ASSIGNMENT:
Word for word, give the records again, dropping any picture they hold.

[Extracted data entries]

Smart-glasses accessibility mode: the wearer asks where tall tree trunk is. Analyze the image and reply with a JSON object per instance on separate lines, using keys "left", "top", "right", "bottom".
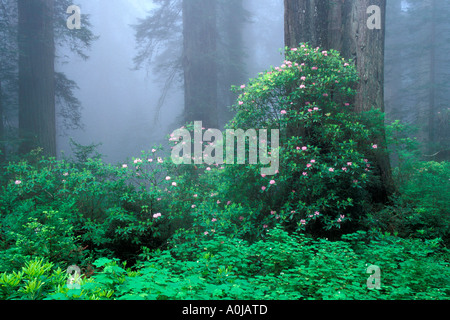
{"left": 18, "top": 0, "right": 56, "bottom": 157}
{"left": 284, "top": 0, "right": 393, "bottom": 201}
{"left": 182, "top": 0, "right": 218, "bottom": 129}
{"left": 285, "top": 0, "right": 386, "bottom": 112}
{"left": 428, "top": 0, "right": 436, "bottom": 154}
{"left": 0, "top": 80, "right": 5, "bottom": 162}
{"left": 217, "top": 0, "right": 247, "bottom": 128}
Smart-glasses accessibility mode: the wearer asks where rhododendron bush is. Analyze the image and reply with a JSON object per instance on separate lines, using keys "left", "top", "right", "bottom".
{"left": 202, "top": 44, "right": 385, "bottom": 238}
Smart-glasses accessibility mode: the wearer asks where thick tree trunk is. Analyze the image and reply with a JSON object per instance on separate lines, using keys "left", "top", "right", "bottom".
{"left": 182, "top": 0, "right": 218, "bottom": 129}
{"left": 284, "top": 0, "right": 393, "bottom": 201}
{"left": 285, "top": 0, "right": 386, "bottom": 112}
{"left": 18, "top": 0, "right": 56, "bottom": 157}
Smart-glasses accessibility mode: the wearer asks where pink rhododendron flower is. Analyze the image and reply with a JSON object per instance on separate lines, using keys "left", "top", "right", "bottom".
{"left": 261, "top": 186, "right": 266, "bottom": 191}
{"left": 281, "top": 110, "right": 287, "bottom": 115}
{"left": 300, "top": 76, "right": 306, "bottom": 81}
{"left": 302, "top": 146, "right": 307, "bottom": 151}
{"left": 15, "top": 180, "right": 22, "bottom": 185}
{"left": 311, "top": 159, "right": 316, "bottom": 163}
{"left": 299, "top": 84, "right": 306, "bottom": 89}
{"left": 238, "top": 101, "right": 244, "bottom": 105}
{"left": 269, "top": 180, "right": 276, "bottom": 185}
{"left": 153, "top": 213, "right": 162, "bottom": 219}
{"left": 329, "top": 168, "right": 335, "bottom": 172}
{"left": 372, "top": 144, "right": 378, "bottom": 149}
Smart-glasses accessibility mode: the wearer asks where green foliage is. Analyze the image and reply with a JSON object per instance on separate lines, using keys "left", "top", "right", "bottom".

RESULT:
Smart-glasses accessibility mode: the wearer asks where tall tree trunk is. Analyze the image and reply with a JSON object per instance on separate lines, using keys "left", "top", "right", "bottom".
{"left": 18, "top": 0, "right": 56, "bottom": 157}
{"left": 284, "top": 0, "right": 393, "bottom": 201}
{"left": 182, "top": 0, "right": 218, "bottom": 129}
{"left": 285, "top": 0, "right": 386, "bottom": 112}
{"left": 428, "top": 0, "right": 436, "bottom": 154}
{"left": 0, "top": 80, "right": 5, "bottom": 162}
{"left": 217, "top": 0, "right": 247, "bottom": 128}
Smart-glasses accessibility mode: the wearer asks where rhododendron bush is. Analyze the image and reply with a JSON object per instance on separate lines, using keys "left", "top", "right", "bottom".
{"left": 202, "top": 44, "right": 385, "bottom": 238}
Smart-glasses accessibility mode: the wearer asks where thick tree trunk is. Analyze the image and reply with a JSON object per instance on separate lines, using keys "left", "top", "right", "bottom".
{"left": 182, "top": 0, "right": 218, "bottom": 129}
{"left": 284, "top": 0, "right": 393, "bottom": 201}
{"left": 285, "top": 0, "right": 386, "bottom": 112}
{"left": 18, "top": 0, "right": 56, "bottom": 157}
Smart-glasses accessibility mode: the wearer asks where pink rhododendron flower is. Analyze the image and reply with a JSON object per instance on separate lines, using keys "left", "top", "right", "bottom".
{"left": 261, "top": 186, "right": 266, "bottom": 191}
{"left": 281, "top": 110, "right": 287, "bottom": 115}
{"left": 300, "top": 76, "right": 306, "bottom": 81}
{"left": 302, "top": 146, "right": 307, "bottom": 151}
{"left": 15, "top": 180, "right": 22, "bottom": 185}
{"left": 311, "top": 159, "right": 316, "bottom": 163}
{"left": 299, "top": 84, "right": 306, "bottom": 89}
{"left": 238, "top": 101, "right": 244, "bottom": 105}
{"left": 269, "top": 180, "right": 276, "bottom": 185}
{"left": 153, "top": 213, "right": 162, "bottom": 219}
{"left": 329, "top": 168, "right": 335, "bottom": 172}
{"left": 372, "top": 144, "right": 378, "bottom": 149}
Smart-glasses accessibility mode: the wearer asks where green foliage is. Analyze the image and reply with a JSON object per instance on separate lines, using keys "left", "top", "right", "bottom".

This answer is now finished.